* WORK REQUIRED: Rewrite the data from the line that has "Task: point to every instance of the shirt collar." through the line that has "[[119, 293], [269, 261]]", changing "dress shirt" to "button-down shirt" and leaving everything else as it is.

* EXTRACTED DATA:
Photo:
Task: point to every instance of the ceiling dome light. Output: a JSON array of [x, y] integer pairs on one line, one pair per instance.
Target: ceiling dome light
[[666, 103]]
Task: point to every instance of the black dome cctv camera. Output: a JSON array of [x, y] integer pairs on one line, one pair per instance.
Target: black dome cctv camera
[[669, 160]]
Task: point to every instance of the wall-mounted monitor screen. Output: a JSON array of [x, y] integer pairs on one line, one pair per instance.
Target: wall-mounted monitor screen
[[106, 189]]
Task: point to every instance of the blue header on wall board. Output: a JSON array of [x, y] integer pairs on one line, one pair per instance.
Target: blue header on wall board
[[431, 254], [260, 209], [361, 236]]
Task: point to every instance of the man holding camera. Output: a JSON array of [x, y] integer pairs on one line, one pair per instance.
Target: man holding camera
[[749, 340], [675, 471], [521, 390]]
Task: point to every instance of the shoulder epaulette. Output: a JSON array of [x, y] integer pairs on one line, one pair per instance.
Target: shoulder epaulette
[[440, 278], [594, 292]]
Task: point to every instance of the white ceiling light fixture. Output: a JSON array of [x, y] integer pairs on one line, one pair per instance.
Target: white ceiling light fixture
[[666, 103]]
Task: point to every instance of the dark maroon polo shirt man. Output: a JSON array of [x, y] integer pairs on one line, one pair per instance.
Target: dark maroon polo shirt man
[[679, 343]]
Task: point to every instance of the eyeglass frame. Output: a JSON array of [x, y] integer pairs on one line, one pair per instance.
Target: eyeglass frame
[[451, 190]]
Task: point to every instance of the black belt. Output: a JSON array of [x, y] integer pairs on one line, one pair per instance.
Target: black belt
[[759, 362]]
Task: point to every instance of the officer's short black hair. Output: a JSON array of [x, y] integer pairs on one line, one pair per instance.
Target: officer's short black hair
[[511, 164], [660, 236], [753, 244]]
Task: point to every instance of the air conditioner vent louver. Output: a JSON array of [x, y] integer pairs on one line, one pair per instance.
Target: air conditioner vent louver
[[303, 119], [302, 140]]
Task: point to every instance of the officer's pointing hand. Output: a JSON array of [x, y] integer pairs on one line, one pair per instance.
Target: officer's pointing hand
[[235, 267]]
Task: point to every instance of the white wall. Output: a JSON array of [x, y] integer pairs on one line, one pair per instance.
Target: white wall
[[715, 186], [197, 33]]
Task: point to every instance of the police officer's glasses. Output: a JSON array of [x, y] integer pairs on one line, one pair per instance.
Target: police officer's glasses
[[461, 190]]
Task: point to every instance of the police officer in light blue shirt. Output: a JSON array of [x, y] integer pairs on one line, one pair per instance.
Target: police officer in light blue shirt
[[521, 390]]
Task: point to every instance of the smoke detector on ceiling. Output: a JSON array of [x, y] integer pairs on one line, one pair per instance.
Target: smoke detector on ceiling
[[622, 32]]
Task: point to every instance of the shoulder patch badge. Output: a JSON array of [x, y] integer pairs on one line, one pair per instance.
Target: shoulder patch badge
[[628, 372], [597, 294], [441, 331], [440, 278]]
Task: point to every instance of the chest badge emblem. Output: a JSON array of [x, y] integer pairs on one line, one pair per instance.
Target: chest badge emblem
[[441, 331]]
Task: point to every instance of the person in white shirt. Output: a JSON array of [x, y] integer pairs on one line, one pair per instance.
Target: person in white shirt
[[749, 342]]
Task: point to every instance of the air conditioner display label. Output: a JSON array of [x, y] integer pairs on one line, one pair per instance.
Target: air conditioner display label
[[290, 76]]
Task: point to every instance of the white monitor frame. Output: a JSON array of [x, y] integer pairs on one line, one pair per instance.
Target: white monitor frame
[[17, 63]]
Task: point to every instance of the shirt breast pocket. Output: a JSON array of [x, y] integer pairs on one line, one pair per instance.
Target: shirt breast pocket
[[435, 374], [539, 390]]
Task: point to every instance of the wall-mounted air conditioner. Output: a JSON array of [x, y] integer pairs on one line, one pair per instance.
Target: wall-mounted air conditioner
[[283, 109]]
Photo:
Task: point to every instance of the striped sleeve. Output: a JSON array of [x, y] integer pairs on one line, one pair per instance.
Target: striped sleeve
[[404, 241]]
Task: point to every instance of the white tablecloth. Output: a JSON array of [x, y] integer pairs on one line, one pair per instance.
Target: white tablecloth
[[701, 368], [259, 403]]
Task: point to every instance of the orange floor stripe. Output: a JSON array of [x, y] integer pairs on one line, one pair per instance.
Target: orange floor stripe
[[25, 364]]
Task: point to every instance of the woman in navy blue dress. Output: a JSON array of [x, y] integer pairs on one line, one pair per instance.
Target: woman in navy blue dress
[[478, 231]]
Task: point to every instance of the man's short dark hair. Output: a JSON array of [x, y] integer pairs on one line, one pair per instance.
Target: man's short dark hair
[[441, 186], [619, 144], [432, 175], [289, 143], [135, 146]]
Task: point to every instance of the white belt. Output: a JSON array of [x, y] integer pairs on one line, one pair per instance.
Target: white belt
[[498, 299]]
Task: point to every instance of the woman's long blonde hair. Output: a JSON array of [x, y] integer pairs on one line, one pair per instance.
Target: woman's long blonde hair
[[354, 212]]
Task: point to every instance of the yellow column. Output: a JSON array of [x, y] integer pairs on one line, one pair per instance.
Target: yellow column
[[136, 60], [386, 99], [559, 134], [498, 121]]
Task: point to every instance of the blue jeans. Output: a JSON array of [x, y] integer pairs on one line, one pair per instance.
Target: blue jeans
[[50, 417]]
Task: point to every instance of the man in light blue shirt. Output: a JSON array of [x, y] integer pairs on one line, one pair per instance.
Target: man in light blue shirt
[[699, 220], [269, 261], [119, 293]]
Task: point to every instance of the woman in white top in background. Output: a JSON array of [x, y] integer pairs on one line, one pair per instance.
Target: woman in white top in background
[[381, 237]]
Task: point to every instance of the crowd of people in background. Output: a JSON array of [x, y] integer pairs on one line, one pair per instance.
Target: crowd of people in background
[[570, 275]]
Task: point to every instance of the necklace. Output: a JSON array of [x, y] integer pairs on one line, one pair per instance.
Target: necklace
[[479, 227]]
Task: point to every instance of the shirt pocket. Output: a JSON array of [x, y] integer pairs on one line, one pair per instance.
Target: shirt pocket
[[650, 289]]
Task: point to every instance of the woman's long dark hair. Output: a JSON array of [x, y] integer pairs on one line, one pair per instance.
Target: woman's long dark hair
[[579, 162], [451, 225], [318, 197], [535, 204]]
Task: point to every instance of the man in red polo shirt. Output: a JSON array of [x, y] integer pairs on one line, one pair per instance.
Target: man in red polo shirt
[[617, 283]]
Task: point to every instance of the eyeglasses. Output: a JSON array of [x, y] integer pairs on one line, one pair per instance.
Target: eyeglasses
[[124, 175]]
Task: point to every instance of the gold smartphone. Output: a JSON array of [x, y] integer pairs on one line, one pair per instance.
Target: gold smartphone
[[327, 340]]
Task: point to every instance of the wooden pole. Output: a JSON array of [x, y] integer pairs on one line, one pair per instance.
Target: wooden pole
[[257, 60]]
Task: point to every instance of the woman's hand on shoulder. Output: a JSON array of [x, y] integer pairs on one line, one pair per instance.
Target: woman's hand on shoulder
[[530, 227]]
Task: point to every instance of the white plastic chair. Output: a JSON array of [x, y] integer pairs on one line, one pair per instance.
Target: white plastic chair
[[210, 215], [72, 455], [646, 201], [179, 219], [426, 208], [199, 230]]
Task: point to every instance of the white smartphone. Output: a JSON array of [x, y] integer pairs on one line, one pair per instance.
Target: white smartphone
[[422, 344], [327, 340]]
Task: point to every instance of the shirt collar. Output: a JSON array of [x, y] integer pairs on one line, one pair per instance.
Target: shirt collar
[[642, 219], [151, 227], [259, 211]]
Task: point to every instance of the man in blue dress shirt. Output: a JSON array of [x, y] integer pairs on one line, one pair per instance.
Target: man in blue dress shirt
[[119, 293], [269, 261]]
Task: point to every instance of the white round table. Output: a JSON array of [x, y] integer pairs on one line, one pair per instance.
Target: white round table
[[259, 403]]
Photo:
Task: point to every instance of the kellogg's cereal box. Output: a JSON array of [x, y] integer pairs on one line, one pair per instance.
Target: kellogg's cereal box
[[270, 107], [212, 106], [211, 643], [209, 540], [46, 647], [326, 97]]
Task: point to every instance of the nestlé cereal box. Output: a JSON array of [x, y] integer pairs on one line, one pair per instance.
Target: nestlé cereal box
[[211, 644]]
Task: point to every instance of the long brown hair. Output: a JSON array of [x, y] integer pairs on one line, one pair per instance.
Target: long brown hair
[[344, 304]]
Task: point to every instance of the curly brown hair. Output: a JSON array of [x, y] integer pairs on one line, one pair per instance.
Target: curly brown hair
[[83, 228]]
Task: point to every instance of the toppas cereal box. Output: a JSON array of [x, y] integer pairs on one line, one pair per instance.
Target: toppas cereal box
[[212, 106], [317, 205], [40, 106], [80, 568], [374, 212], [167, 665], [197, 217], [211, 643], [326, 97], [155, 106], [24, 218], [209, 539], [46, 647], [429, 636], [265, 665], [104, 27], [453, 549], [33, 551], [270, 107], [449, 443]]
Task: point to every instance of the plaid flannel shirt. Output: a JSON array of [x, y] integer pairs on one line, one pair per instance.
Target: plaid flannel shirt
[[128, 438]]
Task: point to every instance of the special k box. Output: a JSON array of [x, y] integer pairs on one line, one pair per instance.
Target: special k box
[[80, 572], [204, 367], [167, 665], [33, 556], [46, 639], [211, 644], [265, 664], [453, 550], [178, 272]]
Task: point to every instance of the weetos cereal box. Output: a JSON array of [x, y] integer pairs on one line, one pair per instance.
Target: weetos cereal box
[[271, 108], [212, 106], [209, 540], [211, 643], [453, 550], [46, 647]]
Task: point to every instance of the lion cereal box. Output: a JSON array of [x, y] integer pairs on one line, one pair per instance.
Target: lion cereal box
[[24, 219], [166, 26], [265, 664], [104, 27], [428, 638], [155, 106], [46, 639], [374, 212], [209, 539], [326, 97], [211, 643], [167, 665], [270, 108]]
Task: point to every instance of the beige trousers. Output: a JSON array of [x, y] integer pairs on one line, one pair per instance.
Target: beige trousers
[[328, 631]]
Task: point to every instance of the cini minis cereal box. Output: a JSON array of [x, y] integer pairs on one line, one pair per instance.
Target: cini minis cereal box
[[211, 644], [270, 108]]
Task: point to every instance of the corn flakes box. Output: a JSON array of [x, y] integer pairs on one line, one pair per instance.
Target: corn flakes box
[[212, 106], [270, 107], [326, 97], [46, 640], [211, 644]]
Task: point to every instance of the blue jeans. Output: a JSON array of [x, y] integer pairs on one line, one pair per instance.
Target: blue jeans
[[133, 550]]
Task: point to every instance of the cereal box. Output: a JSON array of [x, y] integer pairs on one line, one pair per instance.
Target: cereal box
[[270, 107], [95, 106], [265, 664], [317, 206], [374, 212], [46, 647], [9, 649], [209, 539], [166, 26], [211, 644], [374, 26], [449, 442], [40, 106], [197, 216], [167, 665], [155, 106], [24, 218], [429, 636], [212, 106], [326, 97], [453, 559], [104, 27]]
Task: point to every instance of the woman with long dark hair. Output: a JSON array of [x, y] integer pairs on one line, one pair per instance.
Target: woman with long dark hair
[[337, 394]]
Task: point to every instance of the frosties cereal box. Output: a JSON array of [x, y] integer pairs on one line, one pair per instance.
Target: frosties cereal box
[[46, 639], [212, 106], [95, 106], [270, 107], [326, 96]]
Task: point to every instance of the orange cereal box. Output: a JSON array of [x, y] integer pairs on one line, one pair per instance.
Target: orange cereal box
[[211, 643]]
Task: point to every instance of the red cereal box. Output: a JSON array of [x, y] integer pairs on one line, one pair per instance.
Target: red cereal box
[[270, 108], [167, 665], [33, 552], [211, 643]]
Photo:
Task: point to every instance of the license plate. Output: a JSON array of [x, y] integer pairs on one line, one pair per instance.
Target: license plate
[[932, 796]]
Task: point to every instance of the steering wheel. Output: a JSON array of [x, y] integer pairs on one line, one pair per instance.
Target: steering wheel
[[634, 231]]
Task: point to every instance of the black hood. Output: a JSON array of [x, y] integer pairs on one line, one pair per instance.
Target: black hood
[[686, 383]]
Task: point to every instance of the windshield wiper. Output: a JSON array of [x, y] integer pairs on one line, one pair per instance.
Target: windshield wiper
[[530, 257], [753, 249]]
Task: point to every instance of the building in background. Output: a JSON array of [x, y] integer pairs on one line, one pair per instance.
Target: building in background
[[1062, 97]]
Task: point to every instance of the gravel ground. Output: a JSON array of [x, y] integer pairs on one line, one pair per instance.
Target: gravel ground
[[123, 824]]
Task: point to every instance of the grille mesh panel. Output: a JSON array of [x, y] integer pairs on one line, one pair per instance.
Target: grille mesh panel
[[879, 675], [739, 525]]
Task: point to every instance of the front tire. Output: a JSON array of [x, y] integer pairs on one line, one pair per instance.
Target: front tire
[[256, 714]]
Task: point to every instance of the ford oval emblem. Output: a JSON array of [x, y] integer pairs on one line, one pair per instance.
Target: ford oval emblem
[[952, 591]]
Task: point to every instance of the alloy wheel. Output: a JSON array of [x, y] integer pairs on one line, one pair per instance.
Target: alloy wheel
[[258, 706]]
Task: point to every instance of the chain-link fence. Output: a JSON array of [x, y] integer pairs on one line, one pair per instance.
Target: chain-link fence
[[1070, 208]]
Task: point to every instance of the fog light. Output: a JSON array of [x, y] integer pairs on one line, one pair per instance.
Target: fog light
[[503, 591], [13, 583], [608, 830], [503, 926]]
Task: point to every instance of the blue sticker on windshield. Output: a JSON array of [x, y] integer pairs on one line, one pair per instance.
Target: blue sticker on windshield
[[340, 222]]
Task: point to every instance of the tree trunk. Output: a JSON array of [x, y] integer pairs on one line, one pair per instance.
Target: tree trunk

* EXERCISE ANSWER:
Task: point to every instance of the shirt collar. Output: a JSON array of [x, y] integer pairs on one line, one pair per instance.
Target: shirt collar
[[642, 219], [151, 227], [259, 211]]
Task: point to every instance of the man in blue button-down shirt. Output: a JSON array of [x, y] integer pairs on one line, one pair per instance.
Target: man in blue button-down shirt
[[119, 293], [269, 261]]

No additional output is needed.